--- Work order ---
Repeat the entries exactly as they appear.

--- The records ---

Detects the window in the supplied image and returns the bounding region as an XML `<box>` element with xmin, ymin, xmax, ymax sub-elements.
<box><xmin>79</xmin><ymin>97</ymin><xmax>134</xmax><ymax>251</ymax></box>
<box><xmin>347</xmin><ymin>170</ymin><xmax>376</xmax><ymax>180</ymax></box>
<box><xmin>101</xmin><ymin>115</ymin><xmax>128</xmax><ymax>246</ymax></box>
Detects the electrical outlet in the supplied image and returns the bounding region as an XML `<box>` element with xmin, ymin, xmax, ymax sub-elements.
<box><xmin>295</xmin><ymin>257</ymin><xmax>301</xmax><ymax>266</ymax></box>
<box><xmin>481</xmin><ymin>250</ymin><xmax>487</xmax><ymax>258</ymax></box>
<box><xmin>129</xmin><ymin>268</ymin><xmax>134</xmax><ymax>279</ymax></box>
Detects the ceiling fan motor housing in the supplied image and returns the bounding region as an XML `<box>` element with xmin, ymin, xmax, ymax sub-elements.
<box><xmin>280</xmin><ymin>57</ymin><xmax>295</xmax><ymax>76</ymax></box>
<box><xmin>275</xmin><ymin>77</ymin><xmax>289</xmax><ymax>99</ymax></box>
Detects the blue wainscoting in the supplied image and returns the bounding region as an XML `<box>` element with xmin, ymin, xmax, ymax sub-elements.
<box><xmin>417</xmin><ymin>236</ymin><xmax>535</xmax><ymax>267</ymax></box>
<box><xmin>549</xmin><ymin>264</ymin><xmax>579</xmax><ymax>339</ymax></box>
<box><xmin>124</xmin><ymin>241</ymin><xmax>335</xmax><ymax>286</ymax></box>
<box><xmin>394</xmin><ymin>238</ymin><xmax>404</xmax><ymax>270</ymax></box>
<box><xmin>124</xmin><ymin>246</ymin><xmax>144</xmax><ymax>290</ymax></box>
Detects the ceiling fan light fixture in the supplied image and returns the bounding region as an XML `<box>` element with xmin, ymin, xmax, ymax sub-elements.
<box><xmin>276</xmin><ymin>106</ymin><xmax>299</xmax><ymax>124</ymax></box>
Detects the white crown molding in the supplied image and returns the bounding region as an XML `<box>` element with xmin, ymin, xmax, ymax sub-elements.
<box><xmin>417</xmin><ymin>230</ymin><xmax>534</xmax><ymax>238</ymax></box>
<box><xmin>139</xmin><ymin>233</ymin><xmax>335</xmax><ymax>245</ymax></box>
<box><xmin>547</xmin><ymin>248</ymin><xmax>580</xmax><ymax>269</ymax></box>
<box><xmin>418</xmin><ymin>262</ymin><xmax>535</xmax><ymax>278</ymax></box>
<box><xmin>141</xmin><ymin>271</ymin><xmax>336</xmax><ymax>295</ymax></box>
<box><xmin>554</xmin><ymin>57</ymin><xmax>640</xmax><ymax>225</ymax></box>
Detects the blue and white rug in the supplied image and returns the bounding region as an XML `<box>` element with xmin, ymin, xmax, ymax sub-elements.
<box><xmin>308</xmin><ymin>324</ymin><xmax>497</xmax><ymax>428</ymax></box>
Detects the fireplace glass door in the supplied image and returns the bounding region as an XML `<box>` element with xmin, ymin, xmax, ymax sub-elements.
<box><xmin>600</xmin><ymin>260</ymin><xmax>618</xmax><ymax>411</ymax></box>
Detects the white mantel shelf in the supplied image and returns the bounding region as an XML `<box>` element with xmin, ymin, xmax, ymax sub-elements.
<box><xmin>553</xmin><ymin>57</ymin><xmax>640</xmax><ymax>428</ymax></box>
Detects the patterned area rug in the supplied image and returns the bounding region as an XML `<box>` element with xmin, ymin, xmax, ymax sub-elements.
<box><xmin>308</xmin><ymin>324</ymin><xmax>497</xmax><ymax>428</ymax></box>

--- Exercise output ---
Detects the window in the supplied image and returns the bounding region as an XML `<box>` element with xmin, ymin, xmax, ymax sub-elements.
<box><xmin>79</xmin><ymin>97</ymin><xmax>134</xmax><ymax>251</ymax></box>
<box><xmin>347</xmin><ymin>170</ymin><xmax>376</xmax><ymax>180</ymax></box>
<box><xmin>101</xmin><ymin>115</ymin><xmax>128</xmax><ymax>246</ymax></box>
Detects the electrical outlet in the supplied image and returns the bounding region as an XML `<box>` element with xmin, ymin, xmax, ymax sub-elements.
<box><xmin>295</xmin><ymin>257</ymin><xmax>301</xmax><ymax>266</ymax></box>
<box><xmin>481</xmin><ymin>250</ymin><xmax>487</xmax><ymax>258</ymax></box>
<box><xmin>129</xmin><ymin>268</ymin><xmax>134</xmax><ymax>279</ymax></box>
Detects the ceiling fan motor housing in the supplied image and returns the bounding region as an XML `<box>` element with xmin, ymin, xmax, ymax sub-elements.
<box><xmin>280</xmin><ymin>57</ymin><xmax>295</xmax><ymax>76</ymax></box>
<box><xmin>275</xmin><ymin>77</ymin><xmax>289</xmax><ymax>99</ymax></box>
Detects the blue wainscoting in the supplied image and returns the bounding region as an XML `<box>` element with xmin, ymin, xmax, ymax sub-elements.
<box><xmin>417</xmin><ymin>236</ymin><xmax>535</xmax><ymax>267</ymax></box>
<box><xmin>549</xmin><ymin>264</ymin><xmax>579</xmax><ymax>339</ymax></box>
<box><xmin>124</xmin><ymin>241</ymin><xmax>335</xmax><ymax>286</ymax></box>
<box><xmin>394</xmin><ymin>238</ymin><xmax>404</xmax><ymax>270</ymax></box>
<box><xmin>124</xmin><ymin>246</ymin><xmax>144</xmax><ymax>290</ymax></box>
Detects the ceiling fan light fixture in the supplied image and returns the bounding region as an XML `<box>` element with xmin, ymin, xmax, ymax sub-elements.
<box><xmin>276</xmin><ymin>106</ymin><xmax>299</xmax><ymax>124</ymax></box>
Detects the white crown molding in the supplied image and returns the bounding region as an XML `<box>` element with xmin, ymin, xmax, ymax sub-elements.
<box><xmin>417</xmin><ymin>230</ymin><xmax>534</xmax><ymax>238</ymax></box>
<box><xmin>139</xmin><ymin>233</ymin><xmax>335</xmax><ymax>245</ymax></box>
<box><xmin>547</xmin><ymin>248</ymin><xmax>580</xmax><ymax>269</ymax></box>
<box><xmin>418</xmin><ymin>262</ymin><xmax>535</xmax><ymax>278</ymax></box>
<box><xmin>141</xmin><ymin>271</ymin><xmax>336</xmax><ymax>295</ymax></box>
<box><xmin>554</xmin><ymin>57</ymin><xmax>640</xmax><ymax>225</ymax></box>
Detects the blue and white rug in the supplied image and returns the bounding region as an XML `<box>` element with xmin, ymin, xmax, ymax sub-elements.
<box><xmin>308</xmin><ymin>324</ymin><xmax>497</xmax><ymax>428</ymax></box>
Detects the fireplace glass door in the supplied image and returns the bounding region as an XML `<box>` element with xmin, ymin, xmax, ymax sub-elements.
<box><xmin>600</xmin><ymin>260</ymin><xmax>618</xmax><ymax>411</ymax></box>
Detects the white mantel shelf in the supplied image and returns the bounding region as an XML `<box>` element with xmin, ymin, xmax, ymax sub-elements.
<box><xmin>553</xmin><ymin>57</ymin><xmax>640</xmax><ymax>428</ymax></box>
Detects the patterned area rug in the supplied image and returns the bounding region as an XML `<box>` element with xmin, ymin, xmax, ymax sub-elements.
<box><xmin>308</xmin><ymin>324</ymin><xmax>497</xmax><ymax>428</ymax></box>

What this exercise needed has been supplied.